* BEGIN Records to use *

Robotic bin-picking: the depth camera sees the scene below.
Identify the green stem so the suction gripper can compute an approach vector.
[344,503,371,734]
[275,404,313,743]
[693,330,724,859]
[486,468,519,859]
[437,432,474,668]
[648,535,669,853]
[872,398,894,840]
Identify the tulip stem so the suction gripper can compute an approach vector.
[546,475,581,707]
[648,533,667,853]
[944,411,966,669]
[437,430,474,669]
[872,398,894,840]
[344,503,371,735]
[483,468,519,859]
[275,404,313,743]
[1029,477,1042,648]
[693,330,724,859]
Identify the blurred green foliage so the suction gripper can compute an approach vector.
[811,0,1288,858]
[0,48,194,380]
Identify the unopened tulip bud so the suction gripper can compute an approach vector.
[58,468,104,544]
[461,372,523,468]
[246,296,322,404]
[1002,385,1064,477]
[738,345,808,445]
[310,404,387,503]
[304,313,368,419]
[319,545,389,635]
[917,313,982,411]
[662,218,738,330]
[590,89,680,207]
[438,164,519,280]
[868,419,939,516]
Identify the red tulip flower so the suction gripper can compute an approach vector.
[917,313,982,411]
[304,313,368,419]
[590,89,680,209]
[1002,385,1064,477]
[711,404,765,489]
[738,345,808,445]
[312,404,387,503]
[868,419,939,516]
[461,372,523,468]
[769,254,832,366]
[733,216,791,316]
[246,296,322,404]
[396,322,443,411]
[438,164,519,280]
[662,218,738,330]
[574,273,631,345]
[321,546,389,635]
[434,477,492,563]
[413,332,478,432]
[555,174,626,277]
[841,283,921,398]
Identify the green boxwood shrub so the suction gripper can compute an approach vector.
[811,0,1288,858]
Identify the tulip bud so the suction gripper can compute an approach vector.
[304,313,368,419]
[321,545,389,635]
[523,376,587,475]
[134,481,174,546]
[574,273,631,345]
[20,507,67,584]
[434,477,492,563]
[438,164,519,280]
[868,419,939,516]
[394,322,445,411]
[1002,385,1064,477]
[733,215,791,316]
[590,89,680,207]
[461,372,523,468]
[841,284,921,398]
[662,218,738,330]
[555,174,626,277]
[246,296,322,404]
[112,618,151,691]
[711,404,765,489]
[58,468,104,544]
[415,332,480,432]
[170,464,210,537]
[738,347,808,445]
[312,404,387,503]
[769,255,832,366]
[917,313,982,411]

* END Records to use *

* [What is being asked]: Extract the records above without changes, starting at the line that contains "Identify the tulip bud" and continuing through the final line of the records, with both ends included.

* [Result]:
Identify the tulip bud so the suction gripper can compute an approach vector.
[304,313,368,419]
[321,545,389,635]
[523,376,587,475]
[134,481,174,546]
[574,273,631,345]
[20,507,67,584]
[434,477,492,563]
[438,164,519,280]
[868,419,939,516]
[394,322,445,411]
[1002,385,1064,477]
[733,215,791,316]
[590,89,680,207]
[461,372,523,468]
[841,284,921,398]
[662,218,738,330]
[555,174,626,277]
[246,296,322,404]
[112,618,151,691]
[711,404,765,489]
[58,468,104,544]
[415,332,480,432]
[170,464,210,537]
[738,347,808,445]
[312,404,387,503]
[769,255,832,366]
[917,313,982,411]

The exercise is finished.